(Data entries)
_ _ _ _
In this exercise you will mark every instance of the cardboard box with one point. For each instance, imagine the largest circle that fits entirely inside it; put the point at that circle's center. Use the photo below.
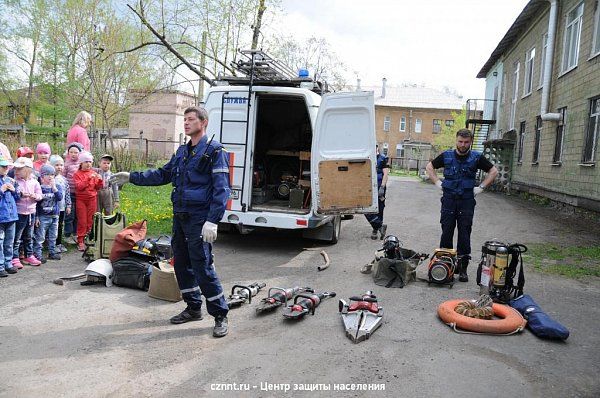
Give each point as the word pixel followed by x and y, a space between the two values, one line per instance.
pixel 163 283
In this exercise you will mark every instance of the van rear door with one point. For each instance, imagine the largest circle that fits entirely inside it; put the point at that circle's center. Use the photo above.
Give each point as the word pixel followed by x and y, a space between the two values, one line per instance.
pixel 343 156
pixel 228 118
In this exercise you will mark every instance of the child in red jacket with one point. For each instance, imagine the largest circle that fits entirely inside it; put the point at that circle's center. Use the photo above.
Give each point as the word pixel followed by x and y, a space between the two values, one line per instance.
pixel 87 185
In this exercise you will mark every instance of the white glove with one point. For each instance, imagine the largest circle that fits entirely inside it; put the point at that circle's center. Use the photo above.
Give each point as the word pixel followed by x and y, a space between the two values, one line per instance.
pixel 119 178
pixel 209 232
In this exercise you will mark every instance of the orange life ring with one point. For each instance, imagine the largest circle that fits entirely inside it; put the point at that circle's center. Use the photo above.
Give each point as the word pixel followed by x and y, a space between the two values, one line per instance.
pixel 511 320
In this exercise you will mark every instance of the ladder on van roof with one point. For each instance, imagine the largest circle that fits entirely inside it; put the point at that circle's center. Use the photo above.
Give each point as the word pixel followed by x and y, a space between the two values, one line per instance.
pixel 260 66
pixel 261 63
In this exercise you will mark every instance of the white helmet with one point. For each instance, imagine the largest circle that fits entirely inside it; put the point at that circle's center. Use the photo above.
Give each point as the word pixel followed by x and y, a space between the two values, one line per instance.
pixel 101 268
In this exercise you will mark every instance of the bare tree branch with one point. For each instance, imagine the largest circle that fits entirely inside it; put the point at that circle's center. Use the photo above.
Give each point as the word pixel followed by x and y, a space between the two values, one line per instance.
pixel 168 45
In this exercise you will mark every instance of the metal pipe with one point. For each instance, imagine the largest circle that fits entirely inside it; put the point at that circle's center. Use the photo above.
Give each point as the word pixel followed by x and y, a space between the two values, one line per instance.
pixel 548 64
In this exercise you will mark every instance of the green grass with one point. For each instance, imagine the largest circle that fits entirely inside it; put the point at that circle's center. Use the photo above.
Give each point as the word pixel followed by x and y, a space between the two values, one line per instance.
pixel 150 203
pixel 403 173
pixel 569 261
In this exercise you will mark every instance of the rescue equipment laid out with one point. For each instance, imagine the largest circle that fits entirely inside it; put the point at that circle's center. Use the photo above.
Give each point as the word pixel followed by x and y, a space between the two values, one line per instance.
pixel 480 309
pixel 99 241
pixel 99 271
pixel 133 272
pixel 305 303
pixel 278 296
pixel 127 238
pixel 497 275
pixel 163 283
pixel 361 316
pixel 442 267
pixel 394 266
pixel 540 323
pixel 241 294
pixel 510 321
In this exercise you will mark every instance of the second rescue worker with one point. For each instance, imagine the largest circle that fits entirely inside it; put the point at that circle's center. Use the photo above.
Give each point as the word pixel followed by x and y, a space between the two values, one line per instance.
pixel 199 172
pixel 459 191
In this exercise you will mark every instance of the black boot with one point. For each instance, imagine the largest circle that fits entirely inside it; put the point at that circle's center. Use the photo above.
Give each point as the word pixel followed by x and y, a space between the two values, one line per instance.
pixel 463 263
pixel 382 231
pixel 220 328
pixel 187 315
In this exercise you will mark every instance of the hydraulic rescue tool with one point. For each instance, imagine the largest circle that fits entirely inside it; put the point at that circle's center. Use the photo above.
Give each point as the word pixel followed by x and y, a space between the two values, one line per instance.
pixel 442 267
pixel 362 316
pixel 240 294
pixel 305 303
pixel 279 296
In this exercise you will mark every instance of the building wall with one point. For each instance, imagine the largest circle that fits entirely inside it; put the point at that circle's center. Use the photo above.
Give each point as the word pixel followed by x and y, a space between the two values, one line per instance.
pixel 394 136
pixel 160 117
pixel 568 181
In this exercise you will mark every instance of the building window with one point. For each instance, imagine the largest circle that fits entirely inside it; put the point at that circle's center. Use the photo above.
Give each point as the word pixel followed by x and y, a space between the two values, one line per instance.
pixel 529 65
pixel 399 150
pixel 572 36
pixel 596 40
pixel 593 130
pixel 536 144
pixel 543 57
pixel 515 95
pixel 386 123
pixel 521 142
pixel 560 135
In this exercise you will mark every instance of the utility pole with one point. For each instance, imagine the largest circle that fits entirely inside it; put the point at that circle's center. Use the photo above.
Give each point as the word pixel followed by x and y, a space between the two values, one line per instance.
pixel 202 68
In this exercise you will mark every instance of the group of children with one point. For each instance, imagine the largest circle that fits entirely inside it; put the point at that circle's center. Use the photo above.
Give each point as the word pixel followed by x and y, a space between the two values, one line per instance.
pixel 38 199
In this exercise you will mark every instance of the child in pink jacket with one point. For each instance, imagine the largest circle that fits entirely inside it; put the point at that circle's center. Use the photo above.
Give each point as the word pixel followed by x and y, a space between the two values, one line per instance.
pixel 30 192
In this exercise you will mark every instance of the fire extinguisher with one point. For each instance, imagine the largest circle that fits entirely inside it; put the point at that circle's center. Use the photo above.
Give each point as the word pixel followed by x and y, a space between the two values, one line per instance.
pixel 500 266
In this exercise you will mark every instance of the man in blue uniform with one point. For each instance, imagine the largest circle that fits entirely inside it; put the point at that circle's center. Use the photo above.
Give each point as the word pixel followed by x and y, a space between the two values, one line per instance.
pixel 376 219
pixel 459 191
pixel 199 173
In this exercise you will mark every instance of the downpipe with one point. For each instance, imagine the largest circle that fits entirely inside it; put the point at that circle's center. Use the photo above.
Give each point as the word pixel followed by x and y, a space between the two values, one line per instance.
pixel 553 17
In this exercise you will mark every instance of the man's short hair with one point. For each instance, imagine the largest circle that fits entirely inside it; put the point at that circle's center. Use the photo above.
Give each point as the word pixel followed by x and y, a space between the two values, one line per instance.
pixel 465 133
pixel 199 111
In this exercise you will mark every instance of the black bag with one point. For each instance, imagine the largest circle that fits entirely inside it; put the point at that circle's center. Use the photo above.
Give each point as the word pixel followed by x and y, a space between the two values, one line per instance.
pixel 132 272
pixel 396 272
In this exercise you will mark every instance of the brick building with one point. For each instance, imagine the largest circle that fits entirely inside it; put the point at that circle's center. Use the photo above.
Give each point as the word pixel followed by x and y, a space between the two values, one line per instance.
pixel 543 80
pixel 160 117
pixel 408 118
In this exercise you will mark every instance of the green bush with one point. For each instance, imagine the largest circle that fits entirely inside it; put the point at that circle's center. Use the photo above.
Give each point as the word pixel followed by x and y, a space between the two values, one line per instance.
pixel 148 203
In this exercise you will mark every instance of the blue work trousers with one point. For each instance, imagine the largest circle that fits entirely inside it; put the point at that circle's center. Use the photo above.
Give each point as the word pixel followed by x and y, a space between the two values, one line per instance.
_ _ _ _
*Exercise instructions*
Output only the lines from the line that contains "In this exercise you will mark every instance of the downpipe" through the end of the entries, both included, exactly as they appear.

*Answer to this exercise*
In this exercise you will mark every instance of the downpipe with one point. For each instance, imagine the largest circle that fits entirely inside it; put the point at that circle's center. Use the photo above.
Give each point as the word pixel followed by x and y, a space between the two values, one line per instance.
pixel 553 17
In this exercise you will mark every instance of the man's short hair with one point. For each instance, imagine the largest circle that fits entirely inside it; put the point at that circle's center. Use the photo above.
Give each point as the word pixel followed by x and y, a space between the two values, one line per instance.
pixel 465 133
pixel 199 111
In this exercise you will mark every instance of the black bag with one point. For each instance, imagine the largest circle that fits entirely inside it; put the point at that circle's center. Use the photo above.
Give each point as the word pixel followed by x and y, a space between the two values, one line per instance.
pixel 132 272
pixel 396 272
In this exercise you will mark every instance of the brick building with one point. For each instance, imagine the largest circle that fits entirely inside it; put the point at that circle's center. Use the photo above.
Give each point as the word pixel followed by x and y, a space between the two values, one line per instance.
pixel 543 80
pixel 160 117
pixel 408 118
In this exercise you will mark every instance of the green bush with one point. For each instance, imagine the largest circle that fits entirely inside it; put the point at that circle's center. Use the photo above.
Give each point as the word pixel followed by x and y, a space between the two values, one line per instance.
pixel 148 203
In this exercise you will mark every instance of the blue work trousers with one point. For each instance, imagine the largest circle that fits entirely inside it; put the point at that circle's center. Use the photo above.
Give each point as the word pixel followed by x and y, a space between the two values, one line per instance.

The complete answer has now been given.